* _Given problem_
Extract all of the data and reproduce it precisely.

'''

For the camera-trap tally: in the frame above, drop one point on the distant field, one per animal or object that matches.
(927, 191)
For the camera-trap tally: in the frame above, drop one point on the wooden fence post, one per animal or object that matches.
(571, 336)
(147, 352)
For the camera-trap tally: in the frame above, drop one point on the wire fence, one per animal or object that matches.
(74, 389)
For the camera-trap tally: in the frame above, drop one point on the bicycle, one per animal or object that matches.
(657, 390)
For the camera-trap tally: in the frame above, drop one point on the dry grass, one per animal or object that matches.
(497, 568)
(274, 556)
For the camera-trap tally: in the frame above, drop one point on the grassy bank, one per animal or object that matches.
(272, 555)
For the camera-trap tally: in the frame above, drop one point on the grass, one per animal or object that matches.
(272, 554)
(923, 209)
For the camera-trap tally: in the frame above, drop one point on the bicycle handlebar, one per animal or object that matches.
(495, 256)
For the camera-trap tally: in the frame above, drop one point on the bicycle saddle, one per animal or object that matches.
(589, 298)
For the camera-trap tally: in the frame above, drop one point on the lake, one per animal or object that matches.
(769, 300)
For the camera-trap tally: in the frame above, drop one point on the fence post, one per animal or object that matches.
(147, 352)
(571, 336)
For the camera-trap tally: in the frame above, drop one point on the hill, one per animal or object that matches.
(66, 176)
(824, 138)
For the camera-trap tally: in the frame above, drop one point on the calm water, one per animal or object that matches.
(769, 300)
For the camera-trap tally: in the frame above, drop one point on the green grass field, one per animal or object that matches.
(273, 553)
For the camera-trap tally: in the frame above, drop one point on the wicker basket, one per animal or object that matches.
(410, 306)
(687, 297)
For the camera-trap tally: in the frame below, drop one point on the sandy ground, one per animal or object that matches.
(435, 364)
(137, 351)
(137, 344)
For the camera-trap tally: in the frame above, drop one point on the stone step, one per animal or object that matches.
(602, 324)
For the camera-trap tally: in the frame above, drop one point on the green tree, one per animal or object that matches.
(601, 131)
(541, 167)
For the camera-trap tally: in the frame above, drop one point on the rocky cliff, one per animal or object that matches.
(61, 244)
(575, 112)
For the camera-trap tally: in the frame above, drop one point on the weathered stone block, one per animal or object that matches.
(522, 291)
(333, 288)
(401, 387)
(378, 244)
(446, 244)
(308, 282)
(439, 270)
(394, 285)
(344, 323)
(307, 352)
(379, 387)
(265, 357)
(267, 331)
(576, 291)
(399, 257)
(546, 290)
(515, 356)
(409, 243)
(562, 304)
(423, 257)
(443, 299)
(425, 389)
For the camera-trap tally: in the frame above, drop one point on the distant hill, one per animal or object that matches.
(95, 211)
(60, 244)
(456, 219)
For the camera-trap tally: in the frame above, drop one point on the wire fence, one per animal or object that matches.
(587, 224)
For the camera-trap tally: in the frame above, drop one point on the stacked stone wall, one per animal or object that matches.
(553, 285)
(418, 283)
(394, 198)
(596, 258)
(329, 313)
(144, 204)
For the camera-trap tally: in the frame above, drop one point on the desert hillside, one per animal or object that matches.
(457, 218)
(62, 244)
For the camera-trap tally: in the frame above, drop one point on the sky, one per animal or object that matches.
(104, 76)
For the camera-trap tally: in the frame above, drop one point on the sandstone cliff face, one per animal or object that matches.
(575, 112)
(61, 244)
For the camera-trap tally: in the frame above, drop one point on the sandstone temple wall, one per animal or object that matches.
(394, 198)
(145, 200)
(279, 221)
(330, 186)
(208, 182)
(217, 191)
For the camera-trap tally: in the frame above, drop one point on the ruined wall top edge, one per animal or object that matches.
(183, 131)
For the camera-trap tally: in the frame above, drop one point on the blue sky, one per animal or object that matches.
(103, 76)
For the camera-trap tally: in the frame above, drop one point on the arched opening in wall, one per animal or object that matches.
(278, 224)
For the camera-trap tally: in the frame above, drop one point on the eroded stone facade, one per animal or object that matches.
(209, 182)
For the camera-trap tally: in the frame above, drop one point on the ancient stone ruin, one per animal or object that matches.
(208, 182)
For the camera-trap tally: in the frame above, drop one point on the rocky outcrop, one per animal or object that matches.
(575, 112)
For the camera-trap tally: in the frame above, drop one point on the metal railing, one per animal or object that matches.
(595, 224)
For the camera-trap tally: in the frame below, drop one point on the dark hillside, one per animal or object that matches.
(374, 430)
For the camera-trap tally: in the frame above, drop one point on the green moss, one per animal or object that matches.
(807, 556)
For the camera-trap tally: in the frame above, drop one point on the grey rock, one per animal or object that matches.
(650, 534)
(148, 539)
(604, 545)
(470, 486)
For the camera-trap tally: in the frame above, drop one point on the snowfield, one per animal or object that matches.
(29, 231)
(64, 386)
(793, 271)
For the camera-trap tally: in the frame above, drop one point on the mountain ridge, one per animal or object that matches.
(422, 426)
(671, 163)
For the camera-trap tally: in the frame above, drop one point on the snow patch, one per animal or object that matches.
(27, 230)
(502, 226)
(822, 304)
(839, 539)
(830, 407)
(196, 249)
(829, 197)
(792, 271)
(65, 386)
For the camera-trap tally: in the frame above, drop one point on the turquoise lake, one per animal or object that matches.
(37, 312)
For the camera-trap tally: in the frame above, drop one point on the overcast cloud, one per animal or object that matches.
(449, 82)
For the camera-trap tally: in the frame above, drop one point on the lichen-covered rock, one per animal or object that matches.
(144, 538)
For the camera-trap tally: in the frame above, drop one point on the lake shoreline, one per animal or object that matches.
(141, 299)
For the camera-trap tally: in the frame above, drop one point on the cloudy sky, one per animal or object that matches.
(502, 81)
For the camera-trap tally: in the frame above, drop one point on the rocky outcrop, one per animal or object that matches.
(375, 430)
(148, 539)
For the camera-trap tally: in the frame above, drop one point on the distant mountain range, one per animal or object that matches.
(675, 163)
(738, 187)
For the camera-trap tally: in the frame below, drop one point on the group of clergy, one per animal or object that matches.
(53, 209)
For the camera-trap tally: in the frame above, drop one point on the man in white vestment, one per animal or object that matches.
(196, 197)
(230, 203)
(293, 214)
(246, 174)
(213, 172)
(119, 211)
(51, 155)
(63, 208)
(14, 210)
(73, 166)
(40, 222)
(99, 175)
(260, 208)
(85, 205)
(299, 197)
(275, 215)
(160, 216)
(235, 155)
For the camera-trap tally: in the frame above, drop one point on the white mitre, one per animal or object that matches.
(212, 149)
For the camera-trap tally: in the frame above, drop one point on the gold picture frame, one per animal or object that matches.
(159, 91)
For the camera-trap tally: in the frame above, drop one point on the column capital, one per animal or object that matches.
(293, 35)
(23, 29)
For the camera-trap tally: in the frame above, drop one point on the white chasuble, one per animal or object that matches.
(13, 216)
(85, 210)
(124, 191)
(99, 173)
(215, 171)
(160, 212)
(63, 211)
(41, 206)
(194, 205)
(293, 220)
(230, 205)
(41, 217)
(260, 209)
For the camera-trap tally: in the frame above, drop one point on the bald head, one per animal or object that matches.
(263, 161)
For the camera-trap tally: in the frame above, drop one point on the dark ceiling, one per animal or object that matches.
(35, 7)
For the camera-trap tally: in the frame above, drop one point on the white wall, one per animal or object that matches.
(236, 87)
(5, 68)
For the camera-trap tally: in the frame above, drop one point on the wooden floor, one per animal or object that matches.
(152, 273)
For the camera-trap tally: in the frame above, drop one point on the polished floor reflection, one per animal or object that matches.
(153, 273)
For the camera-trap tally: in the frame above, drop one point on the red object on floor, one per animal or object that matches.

'''

* _Result below_
For the camera-trap tally: in the frame above, drop one point on the distant field, one per animal or object that matches.
(927, 191)
For the camera-trap tally: in the frame above, drop one point on the wooden fence post, one per animal or object that matches.
(571, 336)
(147, 352)
For the camera-trap tally: in the frame above, drop one point on the wire fence, one per animal or object that matches.
(74, 389)
For the camera-trap tally: in the frame above, drop one point on the bicycle, one per animal or object that matches.
(657, 390)
For the camera-trap tally: in the frame above, drop one point on the dry grass, one per animal or object that matches.
(497, 568)
(274, 556)
For the camera-trap tally: in the frame above, drop one point on the grassy bank, one per animal or object that matches.
(272, 555)
For the camera-trap tally: in the frame above, drop one point on the grass, one per animal or object that matches.
(272, 554)
(923, 209)
For the camera-trap tally: in the frame above, drop one point on the bicycle handlebar, one per animal or object that matches.
(495, 256)
For the camera-trap tally: in the frame above, drop one point on the bicycle saddle, one per animal or object that matches.
(589, 298)
For the camera-trap tally: in the frame above, drop one point on the lake, one per animal or object that matches.
(769, 300)
For the camera-trap tally: in the frame above, drop one point on the fence post, one per animal or object that matches.
(147, 352)
(571, 336)
For the camera-trap tally: in the frame above, drop one point on the hill, one per animal or object that matches.
(66, 176)
(824, 138)
For the camera-trap tally: in the frame above, drop one point on the calm water, one per animal or object that matches.
(769, 300)
For the camera-trap tally: in the frame above, drop one point on the green grass field, one per animal or object that matches.
(273, 553)
For the camera-trap tally: in the frame above, drop one point on the wicker basket, one per animal or object that matches.
(410, 306)
(687, 297)
For the camera-trap tally: in the frame below, drop one point on the sandy ground, one per animal or object that matches.
(435, 364)
(137, 351)
(137, 344)
For the camera-trap tally: in the frame above, drop one point on the stone step, one per animal or object that matches.
(602, 324)
For the camera-trap tally: in the frame above, drop one point on the green tree, one per animal or object that matches.
(601, 131)
(541, 167)
For the camera-trap tally: in the frame above, drop one point on the rocky cliff, one per animal or object that matches.
(61, 244)
(575, 112)
For the camera-trap tally: in the frame above, drop one point on the weathered stone block, one per animal or object that matches.
(522, 291)
(333, 288)
(401, 387)
(378, 244)
(446, 244)
(308, 282)
(439, 270)
(394, 285)
(344, 323)
(307, 352)
(379, 387)
(265, 357)
(267, 331)
(576, 291)
(399, 257)
(546, 290)
(515, 356)
(409, 243)
(562, 304)
(423, 257)
(443, 299)
(425, 389)
For the camera-trap tally: in the frame above, drop one point on the distant hill, one per animal or object that matches.
(95, 211)
(60, 244)
(456, 219)
For the camera-trap tally: in the frame above, drop one point on the wire fence, one per animal or object that matches.
(587, 224)
For the camera-trap tally: in the frame above, drop one point on the stacked stone wall, one per animal or object that matches.
(553, 285)
(418, 283)
(394, 198)
(596, 258)
(329, 313)
(144, 204)
For the camera-trap tally: in the frame above, drop one point on the desert hillside, one per animal or object that matches.
(457, 218)
(62, 244)
For the camera-trap tally: in the frame above, drop one point on the sky, one per animal or object that matches.
(104, 76)
For the camera-trap tally: in the frame above, drop one point on the sandstone cliff face, one per animal or object that matches.
(575, 112)
(61, 244)
For the camera-trap tally: in the frame above, drop one point on the sandstone temple wall, one per animal or object that matches.
(394, 198)
(145, 200)
(279, 221)
(330, 186)
(208, 182)
(217, 191)
For the camera-trap tally: in the frame above, drop one point on the ruined wall top edge, one per animal or object that matches.
(183, 131)
For the camera-trap tally: in the frame above, drop one point on the blue sky, one per animal or object that matches.
(103, 76)
For the camera-trap tally: in the frame above, drop one point on the arched opening in wall, one per animal or object that matches.
(278, 224)
For the camera-trap tally: in the frame above, drop one point on the eroded stone facade, one per animal or object that matches.
(209, 182)
For the camera-trap tally: in the frame above, drop one point on the ancient stone ruin, one per animal or object that matches.
(208, 182)
For the camera-trap tally: in the frame above, drop one point on the rocky outcrop, one per animal or object that matches.
(575, 112)
For the camera-trap tally: in the frame above, drop one point on the metal railing, one per animal or object that matches.
(595, 224)
For the camera-trap tally: in the frame below, drop one point on the dark hillside, one per animal or object that matches.
(374, 430)
For the camera-trap tally: in the frame above, drop one point on the green moss, one per animal or object that matches.
(807, 556)
For the camera-trap tally: in the frame above, drop one point on the grey rock, one per animal or object that matches.
(650, 534)
(148, 539)
(604, 545)
(470, 486)
For the camera-trap tally: in the frame above, drop one point on the snowfield, one per animal or object that matches.
(29, 231)
(64, 386)
(793, 271)
For the camera-trap tally: in the frame above, drop one point on the mountain ridge, one per animal or object that matches.
(422, 426)
(671, 163)
For the camera-trap tally: in the frame above, drop one point on the snow patch, one per animal or object that matches.
(27, 230)
(502, 226)
(822, 304)
(839, 539)
(830, 407)
(196, 249)
(829, 197)
(792, 271)
(65, 386)
For the camera-trap tally: in the frame above, drop one point on the turquoise lake, one per animal or object that matches.
(37, 312)
For the camera-trap tally: in the frame above, drop one point on the overcast cloud, one per animal or object that matches.
(449, 82)
For the camera-trap tally: in the frame above, drop one point on the lichen-covered rock, one per animal or object that matches.
(144, 538)
For the camera-trap tally: in the frame above, drop one point on the lake shoreline, one per animal or object that matches.
(141, 299)
For the camera-trap tally: in the frame above, drop one point on the cloudy sky, one per animal or object that matches.
(502, 81)
For the camera-trap tally: in the frame above, drop one point on the rocky outcrop, one per animal or object that matches.
(375, 430)
(148, 539)
For the camera-trap tally: in the frame above, drop one point on the distant mountain range, one per animal or object that matches.
(675, 163)
(738, 187)
For the camera-trap tally: in the frame below, drop one point on the group of clergy, one per animal or object that matches.
(53, 209)
For the camera-trap tally: in the frame above, drop one point on the man in white vestment, one per animal or object that matches.
(196, 197)
(230, 203)
(293, 214)
(246, 174)
(213, 172)
(119, 211)
(51, 155)
(63, 208)
(14, 210)
(73, 166)
(40, 222)
(99, 175)
(260, 208)
(85, 205)
(299, 197)
(275, 215)
(160, 216)
(235, 155)
For the camera-trap tally: in the frame above, drop one point on the white mitre, one per animal or object that matches.
(212, 149)
For the camera-trap tally: in the frame above, drop one point on the gold picture frame, one per animal or object that matches.
(159, 91)
For the camera-trap tally: in the frame above, drop one point on the column capital, one per animal or object that matches.
(293, 35)
(23, 29)
For the camera-trap tally: in the frame above, drop one point on the white chasuble, one per animal or object that matches.
(13, 216)
(85, 210)
(124, 191)
(99, 173)
(215, 171)
(160, 212)
(63, 211)
(41, 206)
(194, 205)
(293, 220)
(230, 205)
(41, 217)
(260, 209)
For the camera-trap tally: in the frame above, drop one point on the bald head, one per animal or object that matches.
(263, 161)
For the camera-trap tally: in the frame above, drop one point on the dark ceiling, one per animal or object that matches.
(35, 7)
For the camera-trap tally: in the frame above, drop one point on the white wall, one per animal or object that matches.
(236, 87)
(5, 68)
For the camera-trap tally: in the frame above, drop one point on the wooden floor, one per animal or object that matches.
(152, 273)
For the camera-trap tally: in the frame above, drop one point on the polished floor reflection, one per animal or object that matches.
(153, 273)
For the camera-trap tally: in the frame above, drop one point on the red object on floor, one per animal or object that matches.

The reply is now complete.